Directives:
1. Answer these questions about the essay on becoming an entrepreneur, one per line:
(a) How old was the writer when they had their first job?
(b) What ended the writer's career as a Realtor and Real Estate Consultant?
(c) What business did the writer start after graduating from the EBV program?
2. Extend the essay on becoming an entrepreneur, picking up after its final sentence.

Page excerpt:
>>>
“When did you realize you wanted to be your own boss?” someone recently asked me. It stunned me because I hadn’t even thought of it. It’s always felt as if I’ve had crazy ideas that no one really understood.
But as I thought of this, I started remembering my entrepreneurial attempts.
My first job was when I was 10 years old. I worked for an entrepreneur who would provide his kid employees a box of candy. He’d drive us kids around “rich neighborhoods” to sell the candy bars.
It was hard work for a 10 year old because we had to walk house-to-house and get a lot more NOs than Yeses. We’d make a profit from the sales and the kid who’d sell the most would get a bonus at the end of the day.
Then, I started working for a lady who would give my Mom patterns to sew from home. By the time I was 14 years old, my mother had become a single mom of six.
She’d try to find any way to earn money and take care of us and in a way, I think she’s who taught me to be resourceful and to use what I knew to earn a living. She’s been the best role model of survival in my life.
My younger siblings would help my Mom with minor tasks while the my two middle kids and I helped sew some of the clothes. Later, I asked my Mom’s employer for a job. So, I became her helper at her clothing boutique during the week and I’d go sell the clothes at a high-end flea market with her on the weekends.
While working for someone was not exactly me owning my own business, it felt good to work on my own terms and to chose what I wanted to do. I loved being able to go to school and being able to earn money.
Years later, when I was in the military, I became a Mary Kay consultant. I did pretty well despite the fact that I was not a good seller and I wasn’t into make-up or skin care products.
Later, as I was getting ready to leave the military, I became a Realtor & Real Estate Consultant. While I did great, my career was short lived due to the market crash in 2007.
While in college, I learned about a program called the Entrepreneur Bootcamp for Veterans (EBV) with Disabilities. I applied and was accepted.
I think this was the real moment when I realized that I was meant to be an entrepreneur.
I had always seen entrepreneurship as a thing that people with money did, not realizing that entrepreneurship is for people who are willing to do the hard work.
I learned then, that all the crazy ideas I’d always had were not crazy at all. I discovered I have always been a multi-passionate person. I just hadn’t had access to the right tools to make something really viable.
So, after graduating from the EBV program, I decided to start a high-end chopping block business called Maestro Blocks, while I was a full-time college student with two kids under the age of 3 (crazy, right!?).
What scared me a little (ok, a lot!) was that I had to take big risks and that only a very small percent of entrepreneurs succeed. But I suppose those facts didn’t scare me enough because I kept pursuing ways that I could offer something to society that might also help me make a living.
While it didn’t do well (mainly due to lack of capital), I did manage to learn a lot about patenting ideas, marketing, public relations and research and design. I even got interest from QVC, but I was unable to commit to a large volume of product due to lack of funds and I couldn’t find an affordable manufacturer.
My desire for entrepreneurship did not die then. During the past couple of years, I started selling my very own handmade greeting cards on Etsy (though most of my sales have been word of mouth).
I started selling cards mostly because I love crafting and I take a lot of joy watching people’s reactions when they receive one of my cards.
But, while card making and selling is something I enjoy, I wanted to do something with more purpose. So, I decided to follow my real passion-to help society, particularly children.
If you haven’t read those blog posts, the short story is that I’ve committed to combat bullying and to help kids accept diversity because not doing so allows for kids to bully others for their differences. Bullying lowers academic potential, self-esteem and kids become enthusiastic about going to school, thus affecting their learning.
<<<
Record extracts:
>>>
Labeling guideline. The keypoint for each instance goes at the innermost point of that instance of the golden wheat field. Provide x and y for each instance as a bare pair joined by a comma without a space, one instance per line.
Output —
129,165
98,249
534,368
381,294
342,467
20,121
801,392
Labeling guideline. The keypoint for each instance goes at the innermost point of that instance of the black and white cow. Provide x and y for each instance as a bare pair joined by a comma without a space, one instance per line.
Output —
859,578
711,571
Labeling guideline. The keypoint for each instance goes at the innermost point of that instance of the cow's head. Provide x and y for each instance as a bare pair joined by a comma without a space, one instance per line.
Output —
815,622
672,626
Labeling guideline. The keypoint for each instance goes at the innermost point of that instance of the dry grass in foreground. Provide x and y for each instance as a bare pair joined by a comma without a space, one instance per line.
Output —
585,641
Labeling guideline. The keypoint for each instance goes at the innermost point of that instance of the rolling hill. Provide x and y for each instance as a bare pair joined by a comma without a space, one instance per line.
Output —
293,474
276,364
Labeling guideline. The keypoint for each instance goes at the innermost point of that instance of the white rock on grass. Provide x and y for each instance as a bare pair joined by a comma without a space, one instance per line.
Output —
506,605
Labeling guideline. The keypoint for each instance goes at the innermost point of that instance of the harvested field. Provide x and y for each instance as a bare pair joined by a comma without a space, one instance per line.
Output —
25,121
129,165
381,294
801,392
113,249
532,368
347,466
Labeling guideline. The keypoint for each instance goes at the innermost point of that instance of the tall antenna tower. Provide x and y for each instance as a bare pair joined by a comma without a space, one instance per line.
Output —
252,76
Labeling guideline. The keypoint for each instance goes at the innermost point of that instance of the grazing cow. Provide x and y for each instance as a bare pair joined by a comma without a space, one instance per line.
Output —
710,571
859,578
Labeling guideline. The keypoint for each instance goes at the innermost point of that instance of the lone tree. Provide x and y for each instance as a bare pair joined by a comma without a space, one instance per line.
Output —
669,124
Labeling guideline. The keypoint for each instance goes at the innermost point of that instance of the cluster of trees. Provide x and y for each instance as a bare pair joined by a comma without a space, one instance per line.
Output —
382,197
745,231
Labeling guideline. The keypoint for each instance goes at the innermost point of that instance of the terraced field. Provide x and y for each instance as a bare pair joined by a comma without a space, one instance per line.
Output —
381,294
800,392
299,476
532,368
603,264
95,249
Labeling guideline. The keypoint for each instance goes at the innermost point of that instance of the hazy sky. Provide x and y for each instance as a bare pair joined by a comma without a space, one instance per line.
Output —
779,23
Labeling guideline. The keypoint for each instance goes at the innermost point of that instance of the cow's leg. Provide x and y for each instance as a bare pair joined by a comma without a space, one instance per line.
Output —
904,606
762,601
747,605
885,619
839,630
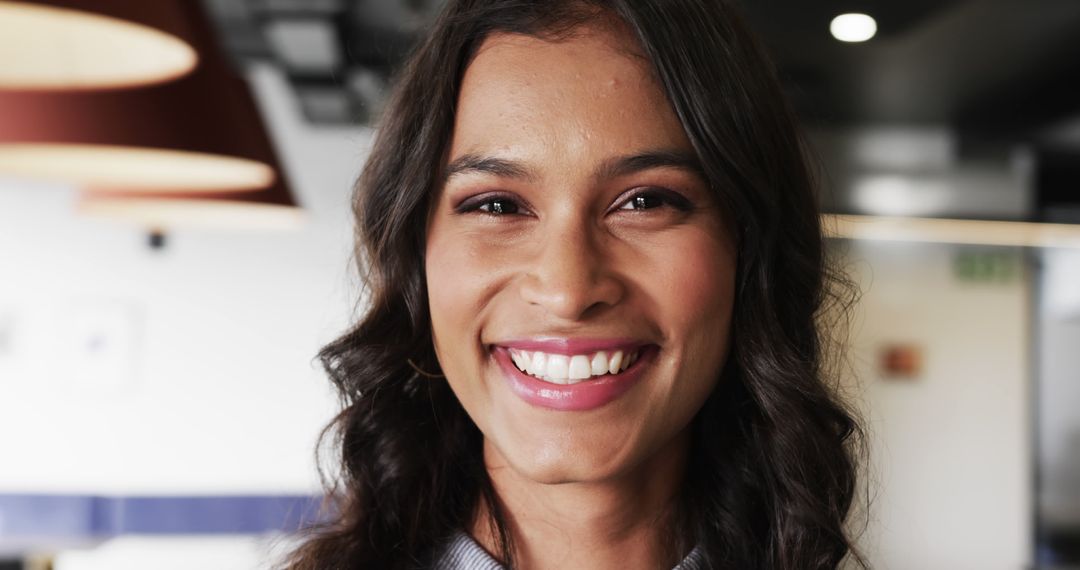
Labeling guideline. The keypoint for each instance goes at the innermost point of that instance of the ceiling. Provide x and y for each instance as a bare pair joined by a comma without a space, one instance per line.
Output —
998,69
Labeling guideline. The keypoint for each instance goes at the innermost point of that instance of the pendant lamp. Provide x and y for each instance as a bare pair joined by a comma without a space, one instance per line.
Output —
268,206
199,133
76,44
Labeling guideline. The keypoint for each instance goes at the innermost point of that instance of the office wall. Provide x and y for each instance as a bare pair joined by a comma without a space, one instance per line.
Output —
950,448
211,339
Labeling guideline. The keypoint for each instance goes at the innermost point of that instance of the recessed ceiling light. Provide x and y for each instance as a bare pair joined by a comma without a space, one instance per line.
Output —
853,27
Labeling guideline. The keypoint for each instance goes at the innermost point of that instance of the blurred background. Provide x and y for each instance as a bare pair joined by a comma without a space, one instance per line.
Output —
175,238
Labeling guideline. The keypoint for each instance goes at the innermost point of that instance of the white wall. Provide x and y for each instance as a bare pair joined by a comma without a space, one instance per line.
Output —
223,327
950,449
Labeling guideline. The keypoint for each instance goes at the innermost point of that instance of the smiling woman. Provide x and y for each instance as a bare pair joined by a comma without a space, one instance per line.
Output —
595,271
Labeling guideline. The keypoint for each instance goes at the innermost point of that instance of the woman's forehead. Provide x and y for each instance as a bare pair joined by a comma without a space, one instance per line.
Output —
586,92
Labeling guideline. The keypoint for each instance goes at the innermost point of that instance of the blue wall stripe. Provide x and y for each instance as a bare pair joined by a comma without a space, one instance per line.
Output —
70,516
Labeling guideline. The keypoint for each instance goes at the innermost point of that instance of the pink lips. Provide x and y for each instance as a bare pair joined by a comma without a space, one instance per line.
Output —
584,395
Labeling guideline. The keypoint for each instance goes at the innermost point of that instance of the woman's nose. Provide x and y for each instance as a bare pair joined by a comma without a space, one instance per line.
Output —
570,274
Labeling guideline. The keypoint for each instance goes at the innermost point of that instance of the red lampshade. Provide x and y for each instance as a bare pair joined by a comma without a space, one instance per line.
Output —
200,133
65,44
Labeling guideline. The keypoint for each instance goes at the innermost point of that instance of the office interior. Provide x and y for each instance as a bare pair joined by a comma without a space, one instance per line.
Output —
160,398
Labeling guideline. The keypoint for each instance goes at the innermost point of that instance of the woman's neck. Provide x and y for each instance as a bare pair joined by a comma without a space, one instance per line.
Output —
622,523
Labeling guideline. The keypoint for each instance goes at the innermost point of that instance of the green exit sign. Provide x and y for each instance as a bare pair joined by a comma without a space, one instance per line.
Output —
986,267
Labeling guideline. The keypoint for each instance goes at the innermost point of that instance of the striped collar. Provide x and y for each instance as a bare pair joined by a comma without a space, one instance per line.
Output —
462,553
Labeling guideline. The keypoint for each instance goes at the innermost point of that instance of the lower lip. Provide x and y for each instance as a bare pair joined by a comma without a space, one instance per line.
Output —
584,395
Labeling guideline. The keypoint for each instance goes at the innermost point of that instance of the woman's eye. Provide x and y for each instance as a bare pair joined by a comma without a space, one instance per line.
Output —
494,205
653,199
498,205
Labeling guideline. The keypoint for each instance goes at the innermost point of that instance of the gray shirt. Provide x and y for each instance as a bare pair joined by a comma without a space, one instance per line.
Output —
462,553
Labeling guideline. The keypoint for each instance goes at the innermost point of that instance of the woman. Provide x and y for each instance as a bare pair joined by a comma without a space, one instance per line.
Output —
594,267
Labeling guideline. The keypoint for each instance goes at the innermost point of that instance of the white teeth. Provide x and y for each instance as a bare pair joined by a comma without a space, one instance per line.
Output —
570,369
539,363
615,365
557,366
580,368
520,360
599,364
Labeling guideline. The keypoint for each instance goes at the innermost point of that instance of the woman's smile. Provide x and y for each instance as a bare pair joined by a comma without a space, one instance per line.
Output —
572,375
581,273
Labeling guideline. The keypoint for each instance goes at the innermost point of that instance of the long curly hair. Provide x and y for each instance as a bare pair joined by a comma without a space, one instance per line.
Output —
773,469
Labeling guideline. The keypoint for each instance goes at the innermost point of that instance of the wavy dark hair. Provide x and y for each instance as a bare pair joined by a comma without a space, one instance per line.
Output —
773,467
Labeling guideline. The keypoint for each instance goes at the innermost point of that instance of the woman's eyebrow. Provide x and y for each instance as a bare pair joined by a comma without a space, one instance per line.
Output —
653,159
612,167
476,163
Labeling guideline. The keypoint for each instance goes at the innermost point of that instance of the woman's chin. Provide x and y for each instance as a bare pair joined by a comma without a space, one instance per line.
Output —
557,461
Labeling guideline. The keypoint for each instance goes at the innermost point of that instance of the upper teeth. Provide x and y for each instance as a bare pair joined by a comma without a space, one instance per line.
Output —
571,368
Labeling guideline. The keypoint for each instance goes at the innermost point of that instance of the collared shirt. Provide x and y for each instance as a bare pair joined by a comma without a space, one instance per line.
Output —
462,553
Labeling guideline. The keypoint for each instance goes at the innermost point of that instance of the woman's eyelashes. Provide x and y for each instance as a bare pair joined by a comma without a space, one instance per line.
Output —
491,204
655,198
644,199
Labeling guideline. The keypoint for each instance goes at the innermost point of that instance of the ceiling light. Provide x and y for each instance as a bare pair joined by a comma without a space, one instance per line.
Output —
200,133
104,43
270,209
853,27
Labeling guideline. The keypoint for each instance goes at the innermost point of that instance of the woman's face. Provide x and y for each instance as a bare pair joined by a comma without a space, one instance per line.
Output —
575,235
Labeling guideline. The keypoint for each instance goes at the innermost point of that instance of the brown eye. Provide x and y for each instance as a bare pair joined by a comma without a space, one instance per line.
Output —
656,198
498,206
491,204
<<<
Answers to the exercises:
1.
(a) 10 years old
(b) The market crash in 2007
(c) A high-end chopping block business called Maestro Blocks

2.
Fortunately, I successfully create a program that I now offer at schools called, Embracing Differences: Combating Bullying By Debunking Stereotypes & Accepting Others.
Parents attend each week with their kids to learn various topics related to causes of bullying and we diminish stereotypes by learning about different people.
Soon, I’ll be offering an online course to parents and teachers called Sticks & Stones: Combating Bullying By Debunking Stereotypes.
FREE Resources For You!
Getting back to my original message to you. The point of my story about my entrepreneurial adventures is that if you’re one of those people who have always wanted to start something of your own, I know where you’re coming from.
It’s petrifying to dive into the unknown. I get it. You don’t know how much it will cost or how viable your idea will be. But there are ways you can find out and resources to look for if you have no idea how how to get started.
You know that saying, “live without regrets”? I take it seriously because….why not try doing something you’ve always wanted to do, than to live wondering how it could have turned out? It also makes your life story more interesting. Just sayin’.
I get it. It’s risky, it takes courage, and sometimes we worry about what our friends and family members will think of us. But IMAGINE the things they would say if your “crazy” idea works out?!
So, to help you get started, here are some of the most helpful FREE resources you can look into to help you get started. But remember – you have to truly take advantage of them if you want the best results.
- SCORE.org is a nonprofit organization (supported by the U.S. Small Business Administration) dedicated to helping small businesses get started, grow and achieve their goals. SCORE offers education and mentorship through local Small Business Development Centers (SBDC). Workshops are usually available in various areas of the country, but they also offer webinars and of course, mentors! In addition they also offer many others tools to help people with their businesses. If a mentor near you is not available, there is an option to connect online with a mentor who has the expertise you seek.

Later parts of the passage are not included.